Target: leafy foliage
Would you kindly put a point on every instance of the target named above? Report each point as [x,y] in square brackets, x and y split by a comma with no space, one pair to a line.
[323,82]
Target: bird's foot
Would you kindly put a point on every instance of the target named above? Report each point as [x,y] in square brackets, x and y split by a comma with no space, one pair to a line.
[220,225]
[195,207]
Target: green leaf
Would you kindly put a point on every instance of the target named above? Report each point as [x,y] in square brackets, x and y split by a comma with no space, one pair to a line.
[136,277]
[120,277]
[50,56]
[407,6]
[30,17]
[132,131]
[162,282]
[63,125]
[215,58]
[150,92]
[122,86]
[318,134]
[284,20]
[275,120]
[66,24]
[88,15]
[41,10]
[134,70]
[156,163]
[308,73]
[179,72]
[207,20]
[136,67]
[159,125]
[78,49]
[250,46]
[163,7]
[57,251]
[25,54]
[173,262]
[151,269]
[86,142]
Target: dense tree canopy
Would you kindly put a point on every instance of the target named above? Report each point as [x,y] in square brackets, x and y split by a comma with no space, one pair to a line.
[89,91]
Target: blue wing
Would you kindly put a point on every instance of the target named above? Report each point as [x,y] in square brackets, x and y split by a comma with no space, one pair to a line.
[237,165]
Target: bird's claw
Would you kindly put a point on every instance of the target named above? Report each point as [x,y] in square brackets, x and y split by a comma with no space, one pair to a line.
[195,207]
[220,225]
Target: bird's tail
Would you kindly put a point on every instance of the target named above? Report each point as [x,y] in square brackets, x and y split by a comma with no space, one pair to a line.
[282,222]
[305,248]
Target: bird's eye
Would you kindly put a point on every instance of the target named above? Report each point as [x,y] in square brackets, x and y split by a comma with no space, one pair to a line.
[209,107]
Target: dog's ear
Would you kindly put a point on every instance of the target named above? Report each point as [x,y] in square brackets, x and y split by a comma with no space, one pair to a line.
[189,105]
•••
TASK DESCRIPTION:
Write out the full listing exactly as given.

ANSWER:
Target: leafy foliage
Would you kindly put a point on every instance of the target named above? Report each point as [x,y] in square brackets, x and y split by a comma with no space, one pair to a line.
[323,82]
Target: bird's foot
Would you kindly put a point on every instance of the target named above? Report each point as [x,y] in square brackets, x and y split by a comma with no space, one pair to a line.
[220,225]
[195,207]
Target: green leaf
Would you kindly put a point on every instance of the target named above? Report each point as [x,y] in square brackets, x and y split by a comma with no space, one pair to a line.
[136,277]
[120,277]
[50,56]
[407,6]
[30,17]
[132,131]
[162,282]
[63,125]
[215,58]
[150,92]
[122,86]
[318,134]
[284,20]
[275,120]
[66,24]
[88,15]
[41,10]
[134,70]
[156,163]
[308,73]
[179,72]
[207,20]
[136,67]
[159,125]
[78,49]
[250,46]
[163,7]
[57,251]
[25,54]
[173,262]
[151,269]
[86,142]
Target: dense tree canopy
Would you kindly put a point on every instance of the target named above? Report each point as [x,y] in square brackets, x and y split by a comma with no space, one pair to a line.
[89,91]
Target: blue wing
Would you kindly put a point on every instance of the target named above? Report each point as [x,y] in square brackets, x and y split by a comma with no space, one pair to a line.
[237,165]
Target: bird's claw
Would you kindly put a point on every instance of the target named above? Report each point as [x,y] in square brackets, x and y split by a comma with no space, one pair to a line.
[195,207]
[220,225]
Target: bird's tail
Would you kindly put a point on every instance of the target named above? Report each point as [x,y] in square brackets, x and y split by a comma with no space, one pair to a line.
[282,222]
[305,248]
Target: bird's eye
Would you kindly put a point on every instance of the target named above? Report each point as [x,y] in square brackets, x and y split by a comma with no space, one pair to a line.
[209,107]
Target: dog's ear
Would you kindly put a point on every instance of the target named above? Report each point as [x,y] in square brackets, x and y split by a comma with no space, one pair to a line.
[189,105]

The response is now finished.